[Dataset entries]
------------------------
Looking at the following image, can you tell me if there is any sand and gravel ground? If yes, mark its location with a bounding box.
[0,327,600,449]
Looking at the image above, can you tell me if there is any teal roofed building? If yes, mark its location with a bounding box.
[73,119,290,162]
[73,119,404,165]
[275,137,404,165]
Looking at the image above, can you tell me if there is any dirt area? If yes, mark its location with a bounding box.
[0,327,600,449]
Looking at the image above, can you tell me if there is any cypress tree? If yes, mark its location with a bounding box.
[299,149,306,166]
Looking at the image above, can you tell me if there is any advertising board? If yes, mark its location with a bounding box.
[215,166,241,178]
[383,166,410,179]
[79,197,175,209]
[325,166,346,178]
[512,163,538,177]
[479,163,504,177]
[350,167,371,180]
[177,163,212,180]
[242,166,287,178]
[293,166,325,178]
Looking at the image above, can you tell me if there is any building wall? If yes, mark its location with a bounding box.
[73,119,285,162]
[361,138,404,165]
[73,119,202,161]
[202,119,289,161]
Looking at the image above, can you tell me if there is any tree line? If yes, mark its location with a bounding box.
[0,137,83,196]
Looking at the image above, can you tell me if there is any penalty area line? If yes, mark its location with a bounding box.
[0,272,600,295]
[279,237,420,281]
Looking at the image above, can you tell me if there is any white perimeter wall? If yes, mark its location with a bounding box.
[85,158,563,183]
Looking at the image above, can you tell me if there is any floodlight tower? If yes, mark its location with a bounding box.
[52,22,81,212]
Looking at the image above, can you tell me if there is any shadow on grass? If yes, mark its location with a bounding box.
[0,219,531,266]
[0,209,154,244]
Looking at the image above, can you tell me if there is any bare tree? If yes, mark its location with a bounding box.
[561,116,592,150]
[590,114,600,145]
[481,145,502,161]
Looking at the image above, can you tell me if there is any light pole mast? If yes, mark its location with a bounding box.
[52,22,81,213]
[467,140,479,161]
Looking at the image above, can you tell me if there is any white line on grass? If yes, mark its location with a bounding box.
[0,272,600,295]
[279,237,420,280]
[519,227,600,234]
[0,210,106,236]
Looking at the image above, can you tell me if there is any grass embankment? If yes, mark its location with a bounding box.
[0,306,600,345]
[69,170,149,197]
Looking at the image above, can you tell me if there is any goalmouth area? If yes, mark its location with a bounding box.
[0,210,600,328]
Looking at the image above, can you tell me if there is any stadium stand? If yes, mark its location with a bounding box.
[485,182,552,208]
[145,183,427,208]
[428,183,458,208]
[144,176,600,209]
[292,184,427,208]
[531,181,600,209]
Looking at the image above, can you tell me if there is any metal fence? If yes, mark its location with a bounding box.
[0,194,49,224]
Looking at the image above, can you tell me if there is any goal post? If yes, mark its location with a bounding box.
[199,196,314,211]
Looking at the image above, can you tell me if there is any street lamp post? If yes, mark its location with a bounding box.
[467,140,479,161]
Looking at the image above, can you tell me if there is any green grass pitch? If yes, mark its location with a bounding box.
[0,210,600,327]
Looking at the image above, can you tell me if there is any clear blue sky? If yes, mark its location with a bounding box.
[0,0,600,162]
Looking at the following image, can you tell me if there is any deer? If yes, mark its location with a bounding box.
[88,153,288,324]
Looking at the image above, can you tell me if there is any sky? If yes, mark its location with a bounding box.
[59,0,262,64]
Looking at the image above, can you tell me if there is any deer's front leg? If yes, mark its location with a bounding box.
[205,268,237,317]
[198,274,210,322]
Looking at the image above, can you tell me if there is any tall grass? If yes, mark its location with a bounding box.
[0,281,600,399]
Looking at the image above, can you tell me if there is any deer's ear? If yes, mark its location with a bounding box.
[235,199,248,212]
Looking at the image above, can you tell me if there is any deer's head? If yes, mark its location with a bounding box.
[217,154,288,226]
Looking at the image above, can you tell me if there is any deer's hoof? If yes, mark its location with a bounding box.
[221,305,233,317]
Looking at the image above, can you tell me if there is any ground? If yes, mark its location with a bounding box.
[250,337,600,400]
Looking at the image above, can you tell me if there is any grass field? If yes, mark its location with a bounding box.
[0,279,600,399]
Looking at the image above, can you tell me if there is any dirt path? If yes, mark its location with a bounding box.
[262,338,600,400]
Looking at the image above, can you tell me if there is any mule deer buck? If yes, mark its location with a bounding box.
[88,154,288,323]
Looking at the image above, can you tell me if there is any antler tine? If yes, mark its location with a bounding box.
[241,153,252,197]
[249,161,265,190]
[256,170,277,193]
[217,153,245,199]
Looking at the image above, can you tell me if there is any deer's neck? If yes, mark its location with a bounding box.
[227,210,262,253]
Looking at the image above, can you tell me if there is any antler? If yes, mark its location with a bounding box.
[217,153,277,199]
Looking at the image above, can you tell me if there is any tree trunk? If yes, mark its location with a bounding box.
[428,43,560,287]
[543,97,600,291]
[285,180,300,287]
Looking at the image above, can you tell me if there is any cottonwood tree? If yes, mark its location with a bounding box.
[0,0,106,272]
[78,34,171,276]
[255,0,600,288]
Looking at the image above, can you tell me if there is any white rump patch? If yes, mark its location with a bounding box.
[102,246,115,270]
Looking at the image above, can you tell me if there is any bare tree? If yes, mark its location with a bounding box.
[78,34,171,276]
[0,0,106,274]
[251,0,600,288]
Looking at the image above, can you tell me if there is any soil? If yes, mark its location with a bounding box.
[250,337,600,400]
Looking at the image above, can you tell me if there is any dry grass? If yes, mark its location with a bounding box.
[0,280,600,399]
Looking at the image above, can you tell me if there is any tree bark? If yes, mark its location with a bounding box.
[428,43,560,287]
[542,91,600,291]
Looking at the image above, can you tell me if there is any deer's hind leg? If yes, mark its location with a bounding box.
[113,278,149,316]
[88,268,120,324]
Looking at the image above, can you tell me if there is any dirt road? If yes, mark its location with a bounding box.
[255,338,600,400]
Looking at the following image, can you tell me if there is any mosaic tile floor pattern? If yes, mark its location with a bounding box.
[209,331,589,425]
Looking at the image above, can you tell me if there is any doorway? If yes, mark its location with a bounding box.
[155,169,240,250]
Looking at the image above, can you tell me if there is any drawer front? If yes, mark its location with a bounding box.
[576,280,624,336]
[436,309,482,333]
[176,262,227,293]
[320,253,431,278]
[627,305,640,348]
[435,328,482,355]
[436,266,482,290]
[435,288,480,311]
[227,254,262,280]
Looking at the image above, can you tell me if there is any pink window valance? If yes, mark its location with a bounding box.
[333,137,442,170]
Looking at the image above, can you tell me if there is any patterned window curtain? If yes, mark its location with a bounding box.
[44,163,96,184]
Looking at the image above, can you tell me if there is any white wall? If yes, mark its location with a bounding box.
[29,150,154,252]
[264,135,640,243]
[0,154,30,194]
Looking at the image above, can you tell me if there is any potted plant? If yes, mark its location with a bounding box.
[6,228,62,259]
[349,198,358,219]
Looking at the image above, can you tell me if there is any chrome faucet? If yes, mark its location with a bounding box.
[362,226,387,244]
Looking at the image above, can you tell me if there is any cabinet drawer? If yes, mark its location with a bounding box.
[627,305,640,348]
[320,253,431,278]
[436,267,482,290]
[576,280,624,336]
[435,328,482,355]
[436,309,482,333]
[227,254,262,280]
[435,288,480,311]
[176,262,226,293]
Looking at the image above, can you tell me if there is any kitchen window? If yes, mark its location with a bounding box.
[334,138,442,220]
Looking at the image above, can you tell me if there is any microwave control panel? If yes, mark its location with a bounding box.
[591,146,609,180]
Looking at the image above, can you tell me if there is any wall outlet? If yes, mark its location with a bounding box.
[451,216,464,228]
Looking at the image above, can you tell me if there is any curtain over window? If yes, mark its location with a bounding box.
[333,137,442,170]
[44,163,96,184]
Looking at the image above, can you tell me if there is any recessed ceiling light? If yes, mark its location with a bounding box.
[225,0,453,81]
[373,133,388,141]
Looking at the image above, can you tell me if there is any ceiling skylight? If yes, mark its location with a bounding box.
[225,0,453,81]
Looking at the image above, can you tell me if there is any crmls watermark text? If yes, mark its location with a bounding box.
------------------------
Task instructions:
Format the lines as a JSON list of strings, one per line and blank lines omitted. Begin at the line containing "is any advertising" and stop after the line containing "[293,166,325,178]".

Solution below:
[
  "Looking at the image above, can you tell me if there is any advertising board? If yes, mark its location with a bounding box.",
  "[215,166,241,178]",
  "[383,166,410,179]",
  "[79,197,175,209]",
  "[325,166,346,178]",
  "[512,163,538,177]",
  "[479,163,504,177]",
  "[350,167,371,180]",
  "[177,163,212,180]",
  "[242,166,287,178]",
  "[293,166,325,178]"
]